### DOCUMENT SEGMENT
Review: Lost Connections: Why You’re Depressed and How to Find Hope by Johann Hari

Johann Hari is a British-Swiss writer and journalist who has written a very important book here, or at least extremely thought provoking. Hari himself has been diagnosed with depression and anxiety since his teenage years.

First let me say that you may not agree with the conclusions Hari comes to in this book, particularly if you are of a conservative leaning. However, you can disagree with the conclusions, but you can’t disagree with the research he quotes. Research doesn’t have a political slant, it just is what it is. So I would actually love to have a conservative type person read the actual research and then come up with some other, different conclusions so that we might have a variety of ideas.

Ok, on to the book itself. Hari starts the book by talking about how we think about depression itself. I think we have all heard (and maybe said?) the story about how if you are depressed, something has gone wrong with the neurotransmitters in your brain and you just need more seratonin. The problem is, this isn’t really proven. Many honorable experts Hari interviewed said this just isn’t true for the most part. That’s not to say that SSRI’s don’t help some people, but the numbers are frustratingly low. Remember that pharmaceutical companies have spent $100 billion dollars making sure we all believe this.

### WHAT IS BEING ASKED
Reproduce the portion of the book review that begins at the words "Johann Hari is" and stops after "his teenage years.", keeping every word and punctuation mark unchanged.

### LISTED ENTRIES
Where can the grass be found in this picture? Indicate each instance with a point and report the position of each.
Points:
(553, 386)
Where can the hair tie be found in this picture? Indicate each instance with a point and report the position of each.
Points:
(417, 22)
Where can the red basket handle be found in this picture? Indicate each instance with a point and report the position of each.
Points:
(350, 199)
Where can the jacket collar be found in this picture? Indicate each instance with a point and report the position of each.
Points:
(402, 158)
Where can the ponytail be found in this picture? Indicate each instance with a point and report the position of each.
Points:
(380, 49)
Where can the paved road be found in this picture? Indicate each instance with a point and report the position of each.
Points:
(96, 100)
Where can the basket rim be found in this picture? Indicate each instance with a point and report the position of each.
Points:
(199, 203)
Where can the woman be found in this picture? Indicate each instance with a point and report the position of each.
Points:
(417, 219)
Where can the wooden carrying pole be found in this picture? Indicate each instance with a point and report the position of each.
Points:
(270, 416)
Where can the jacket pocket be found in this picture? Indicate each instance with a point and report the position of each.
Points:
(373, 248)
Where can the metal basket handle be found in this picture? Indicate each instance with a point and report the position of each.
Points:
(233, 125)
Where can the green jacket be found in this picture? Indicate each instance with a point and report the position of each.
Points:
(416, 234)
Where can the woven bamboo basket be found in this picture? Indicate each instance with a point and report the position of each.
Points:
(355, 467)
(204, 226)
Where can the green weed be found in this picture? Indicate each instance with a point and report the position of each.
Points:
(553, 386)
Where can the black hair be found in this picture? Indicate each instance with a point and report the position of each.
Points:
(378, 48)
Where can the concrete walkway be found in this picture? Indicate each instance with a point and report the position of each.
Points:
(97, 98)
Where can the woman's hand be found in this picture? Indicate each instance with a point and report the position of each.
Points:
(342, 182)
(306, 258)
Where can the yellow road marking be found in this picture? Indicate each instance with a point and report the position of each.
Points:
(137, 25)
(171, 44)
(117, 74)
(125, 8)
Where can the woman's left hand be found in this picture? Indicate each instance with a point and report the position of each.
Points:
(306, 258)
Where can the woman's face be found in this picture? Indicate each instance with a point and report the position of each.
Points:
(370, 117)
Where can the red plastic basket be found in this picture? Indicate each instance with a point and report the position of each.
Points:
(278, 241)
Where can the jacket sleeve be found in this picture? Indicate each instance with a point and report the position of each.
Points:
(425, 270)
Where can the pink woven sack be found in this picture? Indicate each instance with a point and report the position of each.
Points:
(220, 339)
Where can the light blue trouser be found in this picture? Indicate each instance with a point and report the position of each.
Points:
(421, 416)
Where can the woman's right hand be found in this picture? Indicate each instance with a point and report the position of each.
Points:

### RESULT OF THE EXERCISE
Johann Hari is a British-Swiss writer and journalist who has written a very important book here, or at least extremely thought provoking. Hari himself has been diagnosed with depression and anxiety since his teenage years.